▸ PARTS OF THE EXERCISE
1. Translate this sentence from the text on M&A specialists into Spanish: "They are critical in divestitures and spin-offs, particularly when a subsidiary must operate independently soon after the transaction."
2. From the text on M&A specialists, write out the stretch from "These consultants specialize" through "all parties involved.".

▸ SOURCE TEXT
──────────────────────────────
They apply financial models such as Discounted Cash Flow (DCF) Analysis, Comparable Company Analysis (CCA), and Real Options Valuation. Experts in this field typically hold credentials like Chartered Financial Analyst (CFA) or Accredited Senior Appraiser (ASA) and are proficient in financial analysis platforms like FactSet and Capital IQ.
Carve-Out Consultants
Carve-Out Consultants manage the separation of business units, ensuring a smooth transition while preserving value. They are critical in divestitures and spin-offs, particularly when a subsidiary must operate independently soon after the transaction.
These consultants specialize in financial segmentation, ERP system transitions (SAP), and structuring Transition Service Agreements (TSAs) to prevent operational disruptions. Their experience in complex financial separations and IT transformations ensures that companies maintain business continuity during restructuring.
Negotiation and Deal Structuring Experts
Negotiation and Deal Structuring Experts play a key role in securing favorable terms in M&A transactions, particularly in high-stakes, cross-border, or competitive bid scenarios. They ensure that deals are structured efficiently to maximize value for all parties involved.
──────────────────────────────
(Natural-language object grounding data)

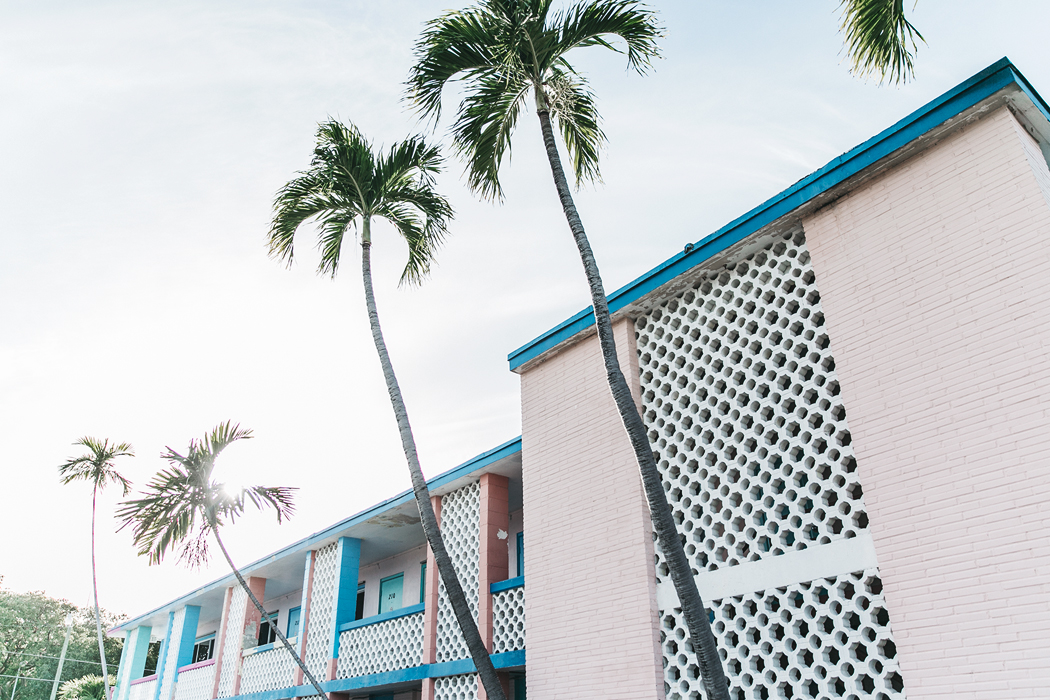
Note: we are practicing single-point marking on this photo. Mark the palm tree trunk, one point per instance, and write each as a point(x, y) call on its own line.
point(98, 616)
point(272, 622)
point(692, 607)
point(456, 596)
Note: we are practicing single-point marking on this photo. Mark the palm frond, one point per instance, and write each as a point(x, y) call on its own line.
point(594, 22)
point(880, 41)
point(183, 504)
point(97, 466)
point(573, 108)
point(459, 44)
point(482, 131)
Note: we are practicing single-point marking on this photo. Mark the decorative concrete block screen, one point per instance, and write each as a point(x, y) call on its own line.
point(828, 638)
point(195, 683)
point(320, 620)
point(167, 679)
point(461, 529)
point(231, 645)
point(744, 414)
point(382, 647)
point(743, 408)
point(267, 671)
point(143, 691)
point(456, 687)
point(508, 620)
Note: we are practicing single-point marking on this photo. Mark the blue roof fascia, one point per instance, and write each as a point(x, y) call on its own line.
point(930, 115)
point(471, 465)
──────────────────────────────
▸ ANSWERS TO THE PROBLEMS
1. Son fundamentales en las desinversiones y las escisiones, sobre todo cuando una filial debe operar de forma independiente poco después de la transacción.

2.
These consultants specialize in financial segmentation, ERP system transitions (SAP), and structuring Transition Service Agreements (TSAs) to prevent operational disruptions. Their experience in complex financial separations and IT transformations ensures that companies maintain business continuity during restructuring.
Negotiation and Deal Structuring Experts
Negotiation and Deal Structuring Experts play a key role in securing favorable terms in M&A transactions, particularly in high-stakes, cross-border, or competitive bid scenarios. They ensure that deals are structured efficiently to maximize value for all parties involved.